#### Working data
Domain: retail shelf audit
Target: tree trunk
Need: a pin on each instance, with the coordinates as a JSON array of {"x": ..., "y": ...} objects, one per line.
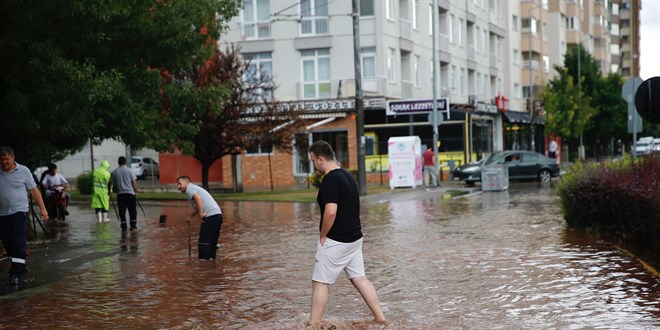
[
  {"x": 236, "y": 173},
  {"x": 205, "y": 175},
  {"x": 270, "y": 168}
]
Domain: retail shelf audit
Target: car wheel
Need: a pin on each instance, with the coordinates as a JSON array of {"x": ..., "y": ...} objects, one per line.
[{"x": 545, "y": 176}]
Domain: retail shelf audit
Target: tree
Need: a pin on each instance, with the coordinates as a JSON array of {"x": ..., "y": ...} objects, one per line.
[
  {"x": 74, "y": 70},
  {"x": 564, "y": 115},
  {"x": 610, "y": 121},
  {"x": 244, "y": 116}
]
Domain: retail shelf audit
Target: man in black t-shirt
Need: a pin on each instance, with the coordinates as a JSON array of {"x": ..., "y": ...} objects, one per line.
[{"x": 340, "y": 242}]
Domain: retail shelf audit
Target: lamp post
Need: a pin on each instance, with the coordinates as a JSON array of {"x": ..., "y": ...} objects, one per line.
[
  {"x": 531, "y": 79},
  {"x": 435, "y": 91},
  {"x": 362, "y": 174}
]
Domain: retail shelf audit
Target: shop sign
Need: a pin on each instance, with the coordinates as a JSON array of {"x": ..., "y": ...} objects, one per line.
[{"x": 409, "y": 107}]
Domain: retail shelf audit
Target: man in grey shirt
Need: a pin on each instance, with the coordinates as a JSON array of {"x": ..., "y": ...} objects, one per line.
[
  {"x": 210, "y": 214},
  {"x": 15, "y": 180},
  {"x": 126, "y": 187}
]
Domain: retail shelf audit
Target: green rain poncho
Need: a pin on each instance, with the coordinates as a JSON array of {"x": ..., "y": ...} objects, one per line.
[{"x": 100, "y": 179}]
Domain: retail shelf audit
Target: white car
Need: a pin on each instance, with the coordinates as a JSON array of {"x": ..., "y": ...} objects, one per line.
[{"x": 144, "y": 166}]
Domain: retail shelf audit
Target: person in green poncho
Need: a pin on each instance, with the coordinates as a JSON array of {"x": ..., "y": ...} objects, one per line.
[{"x": 100, "y": 197}]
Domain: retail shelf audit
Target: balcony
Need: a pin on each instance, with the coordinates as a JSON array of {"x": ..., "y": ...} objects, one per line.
[
  {"x": 256, "y": 30},
  {"x": 312, "y": 25},
  {"x": 340, "y": 88}
]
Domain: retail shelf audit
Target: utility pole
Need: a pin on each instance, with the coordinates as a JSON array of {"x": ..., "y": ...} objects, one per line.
[
  {"x": 359, "y": 110},
  {"x": 435, "y": 90}
]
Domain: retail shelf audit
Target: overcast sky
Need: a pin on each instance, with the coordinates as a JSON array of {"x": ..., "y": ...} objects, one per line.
[{"x": 650, "y": 39}]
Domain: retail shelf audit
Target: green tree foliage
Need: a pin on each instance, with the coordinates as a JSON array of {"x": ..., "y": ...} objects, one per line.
[
  {"x": 73, "y": 70},
  {"x": 232, "y": 103},
  {"x": 610, "y": 122},
  {"x": 564, "y": 115},
  {"x": 593, "y": 107}
]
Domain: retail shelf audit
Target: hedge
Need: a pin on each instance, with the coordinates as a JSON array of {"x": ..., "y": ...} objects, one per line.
[{"x": 618, "y": 201}]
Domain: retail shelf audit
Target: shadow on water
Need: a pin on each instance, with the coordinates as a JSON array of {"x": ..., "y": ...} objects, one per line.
[{"x": 486, "y": 260}]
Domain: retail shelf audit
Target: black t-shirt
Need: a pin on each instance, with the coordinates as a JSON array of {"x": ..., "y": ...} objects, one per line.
[{"x": 339, "y": 187}]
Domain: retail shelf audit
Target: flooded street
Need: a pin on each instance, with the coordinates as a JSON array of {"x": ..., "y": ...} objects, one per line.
[{"x": 497, "y": 260}]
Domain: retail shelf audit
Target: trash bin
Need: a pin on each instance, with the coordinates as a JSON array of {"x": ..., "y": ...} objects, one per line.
[
  {"x": 452, "y": 166},
  {"x": 494, "y": 178}
]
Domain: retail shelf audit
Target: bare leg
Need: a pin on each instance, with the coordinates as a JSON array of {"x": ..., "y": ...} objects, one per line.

#### Work instructions
Reproduce all of the data exactly, omitting each picture it holds.

#### Solution to this exercise
Domain: retail shelf audit
Target: tree trunk
Need: a pin on each instance, with the coordinates as a JSON array of {"x": ..., "y": ...} objects, one per line.
[
  {"x": 236, "y": 173},
  {"x": 205, "y": 175},
  {"x": 270, "y": 168}
]
Domain: retail shelf audit
Target: car wheel
Need: a pin on each instance, with the coordinates as a JSON array of {"x": ..., "y": ...} objects, one per line.
[{"x": 545, "y": 176}]
Domain: retail shelf audit
Target: tree
Need: a pin on each instance, with the coordinates as a JSON array of {"x": ..., "y": ...} objects, one per line.
[
  {"x": 74, "y": 70},
  {"x": 564, "y": 115},
  {"x": 610, "y": 121},
  {"x": 244, "y": 116}
]
Domain: retail shelf audit
Target: man in black t-shirt
Need: a pin on each instance, with the coordinates as a JSON array of {"x": ..., "y": ...} objects, one per line.
[{"x": 340, "y": 242}]
Domain: retail shelf audit
Target: lamp post
Need: a pin on each instance, with the coordinates as a JSON array of {"x": ..., "y": ...} objects, one per line.
[
  {"x": 531, "y": 79},
  {"x": 435, "y": 91},
  {"x": 362, "y": 174}
]
Domain: retail shelf audit
Target: shop sign
Need: a pin on each instance, with the coordinates as a JSON array of {"x": ..., "y": ...} objects, one per line.
[{"x": 409, "y": 107}]
Domain: retail shelf audit
Target: man in grey shirt
Need: a pin on each instance, with the coordinates as a JSON array of {"x": ..., "y": ...} objects, one per line.
[
  {"x": 210, "y": 214},
  {"x": 15, "y": 180},
  {"x": 126, "y": 187}
]
Domain: retail shelf audit
Target: green rain poncho
Need: a pin on each instance, with the coordinates as a JSON array of {"x": ..., "y": ...} objects, one per line.
[{"x": 100, "y": 179}]
Domain: retail shelf audit
Target: white car
Need: a pin on each instance, with the coordinates as a JSON array of {"x": ..., "y": ...} objects, one per line.
[{"x": 144, "y": 166}]
Domain: retail shelf audit
Target: person in green poncho
Need: a pin on each instance, with the coordinates as a JSON array of {"x": ..., "y": ...} objects, one per line.
[{"x": 100, "y": 197}]
Domain: retail shelf audit
Target: balcony
Need: a pin on each instance, with the coordinates as a JSON array of {"x": ..., "y": ...} objects, one per line.
[
  {"x": 256, "y": 30},
  {"x": 312, "y": 25},
  {"x": 340, "y": 88}
]
Domain: retail shelf audit
Target: utility pole
Need: a pin on each instance, with the coordinates as a JSON array of {"x": ..., "y": ...} objects, one per line.
[
  {"x": 359, "y": 110},
  {"x": 435, "y": 90}
]
Domain: retail shelf audit
Target: overcast sky
Need: a pin on each instance, with the coordinates as a JSON array of {"x": ..., "y": ...} objects, one per line.
[{"x": 650, "y": 39}]
Domain: retail shelf audit
Target: green tree foliage
Need: a pin on each instance, with the coordinates as a JSON array of {"x": ..., "y": ...} objects, one per line.
[
  {"x": 73, "y": 70},
  {"x": 232, "y": 103},
  {"x": 610, "y": 122},
  {"x": 564, "y": 115},
  {"x": 593, "y": 107}
]
Domain: retail shelf audit
Target: hedge
Need: a pin on each instance, with the coordinates as a JSON array of {"x": ..., "y": ...} objects, one per line.
[{"x": 618, "y": 201}]
Domain: retail shelf audit
Target: shadow on water
Need: a pin on each instance, with the coordinates as a JSON array of {"x": ..., "y": ...} objects, one per line.
[{"x": 486, "y": 260}]
Domain: retail shelf audit
Target: black t-shirt
Need: a pin on each instance, with the coordinates as a JSON array of {"x": ..., "y": ...} objects, one per line.
[{"x": 339, "y": 187}]
Domain: retail shelf audit
Target: flooded street
Need: a pin on each instance, with the coordinates as a JSON array of {"x": ..., "y": ...} objects, one per line.
[{"x": 497, "y": 260}]
Domain: retail shelf audit
Target: trash bin
Need: a pin on each instance, with the coordinates as a JSON array of {"x": ..., "y": ...} objects, one per line.
[
  {"x": 452, "y": 166},
  {"x": 494, "y": 178}
]
Domain: retail shelf audit
Target: bare leg
Need: a pin on each instance, with the coordinates as a JSON array of {"x": ..., "y": ...} objects, one per line.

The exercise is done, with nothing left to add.